[[ DATA SUPPLIED open ]]

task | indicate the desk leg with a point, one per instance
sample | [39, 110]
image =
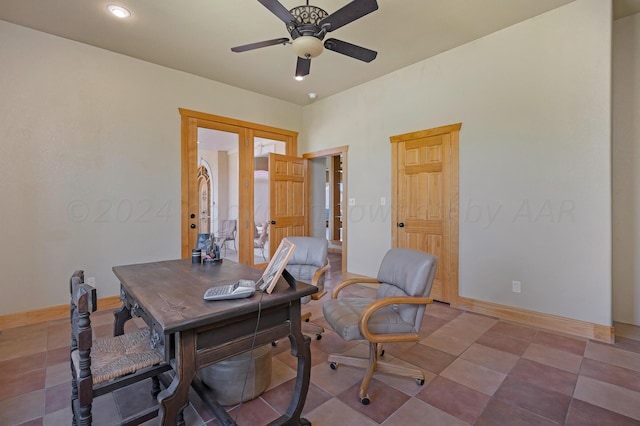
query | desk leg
[121, 315]
[301, 348]
[176, 397]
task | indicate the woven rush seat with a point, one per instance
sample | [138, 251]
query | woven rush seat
[107, 364]
[117, 356]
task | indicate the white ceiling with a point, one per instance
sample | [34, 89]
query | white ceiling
[195, 36]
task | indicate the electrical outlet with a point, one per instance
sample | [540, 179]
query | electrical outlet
[516, 286]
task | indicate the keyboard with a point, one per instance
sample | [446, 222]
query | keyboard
[237, 290]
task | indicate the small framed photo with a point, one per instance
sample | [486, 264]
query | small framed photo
[275, 267]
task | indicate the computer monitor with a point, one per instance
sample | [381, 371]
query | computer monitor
[276, 265]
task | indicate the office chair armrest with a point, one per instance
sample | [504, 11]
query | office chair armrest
[314, 281]
[345, 283]
[381, 303]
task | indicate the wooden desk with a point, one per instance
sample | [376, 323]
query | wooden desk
[194, 333]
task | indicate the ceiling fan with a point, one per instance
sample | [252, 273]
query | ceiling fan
[307, 25]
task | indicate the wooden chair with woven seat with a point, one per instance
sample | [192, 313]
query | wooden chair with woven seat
[103, 365]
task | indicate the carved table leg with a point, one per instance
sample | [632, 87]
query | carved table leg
[176, 397]
[121, 315]
[301, 348]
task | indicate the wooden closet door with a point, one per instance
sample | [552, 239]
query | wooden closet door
[423, 205]
[287, 198]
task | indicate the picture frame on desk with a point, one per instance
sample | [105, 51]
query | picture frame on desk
[275, 267]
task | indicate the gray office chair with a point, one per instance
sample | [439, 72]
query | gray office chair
[308, 263]
[395, 315]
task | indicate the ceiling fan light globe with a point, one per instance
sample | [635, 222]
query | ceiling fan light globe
[307, 46]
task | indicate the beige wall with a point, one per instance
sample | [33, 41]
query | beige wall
[535, 177]
[626, 170]
[90, 161]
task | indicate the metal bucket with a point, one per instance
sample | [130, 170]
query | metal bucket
[226, 378]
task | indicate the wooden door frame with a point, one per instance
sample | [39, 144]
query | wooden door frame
[190, 121]
[453, 130]
[331, 152]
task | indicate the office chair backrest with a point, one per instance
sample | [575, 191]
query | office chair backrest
[309, 256]
[406, 272]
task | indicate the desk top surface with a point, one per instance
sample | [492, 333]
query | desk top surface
[171, 291]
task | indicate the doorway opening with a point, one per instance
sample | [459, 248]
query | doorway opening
[328, 188]
[227, 154]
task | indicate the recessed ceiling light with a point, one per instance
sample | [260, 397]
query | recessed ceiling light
[118, 11]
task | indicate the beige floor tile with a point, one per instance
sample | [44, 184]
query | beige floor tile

[[ DATA SUPPLIED closed ]]

**WORK TASK**
Pictures included in the data should be dropped; everything else must be repeated exactly.

**TASK RESULT**
task | indicate the desk leg with a point, one per instance
sample | [39, 110]
image =
query | desk leg
[121, 315]
[301, 348]
[176, 397]
task | indicate the woven rush seat with a point, one per instance
sample | [138, 251]
query | woven rush seat
[107, 364]
[117, 356]
task | indicate the white ceiling with a point, one per instance
sample | [34, 89]
query | white ceiling
[195, 36]
task | indicate the electrical outlet with a point, one per instance
sample | [540, 179]
query | electrical outlet
[516, 286]
task | indicate the keyboard with a point, one per instance
sample | [446, 222]
query | keyboard
[237, 290]
task | indicate the small framed photo with a point, one per instance
sample | [486, 264]
query | small framed photo
[275, 267]
task | indicate the computer monitor with a point, one per instance
sample | [381, 371]
query | computer monitor
[276, 265]
task | indicate the office chair armrest with a point, one per instance
sample | [504, 11]
query | office chair armrest
[314, 281]
[345, 283]
[381, 303]
task | indicate the wooden desk with a point, one per instance
sample | [376, 323]
query | wooden desk
[194, 333]
task | indicate the ceiling fan with a point, one per instance
sample | [252, 273]
query | ceiling fan
[307, 25]
task | indicate the wooden chair with woven seat with a point, one per instance
sample | [192, 313]
query | wooden chair with woven seat
[103, 365]
task | indicate the carved table leg with a point, one per instance
sample | [632, 87]
query | carved table leg
[176, 397]
[121, 315]
[301, 348]
task | indicate the wooden closet door with a point, one per instance
sample | [552, 239]
query | wooden closet door
[423, 205]
[287, 198]
task | indicate the picture frame on desk with a point, one per instance
sample | [105, 51]
query | picture frame on desk
[275, 267]
task | indicate the gray office chair with a point, one per instance
sample | [439, 72]
query | gray office chair
[308, 263]
[395, 315]
task | indicate the ceiling fan light globe with a point, one per instance
sample | [635, 222]
query | ceiling fan light globe
[307, 46]
task | indicate the beige wall with a point, one per instance
sample | [33, 41]
query | beige wall
[535, 177]
[626, 170]
[90, 161]
task | indicate the metal bucket with a point, one per instance
sample | [130, 170]
query | metal bucket
[226, 378]
task | indicate the wooden door frame with a point, one per instance
sample | [39, 144]
query | wooden door frame
[190, 121]
[453, 130]
[331, 152]
task | indicate the office chair backrest with a point, one per instance
sample | [575, 191]
query | office chair backrest
[309, 256]
[406, 272]
task | indicate the desk top surface with a point, one per instance
sample | [492, 333]
query | desk top surface
[171, 291]
task | indicate the doorway opening with a point, one per instance
sample | [459, 248]
query | doorway opening
[328, 188]
[227, 154]
task | indicate the recessed ceiling light with a point, one per instance
sample | [260, 397]
query | recessed ceiling light
[118, 11]
task | indicate the beige floor tile with a point, one per instance
sample | [44, 184]
query | beige floor tile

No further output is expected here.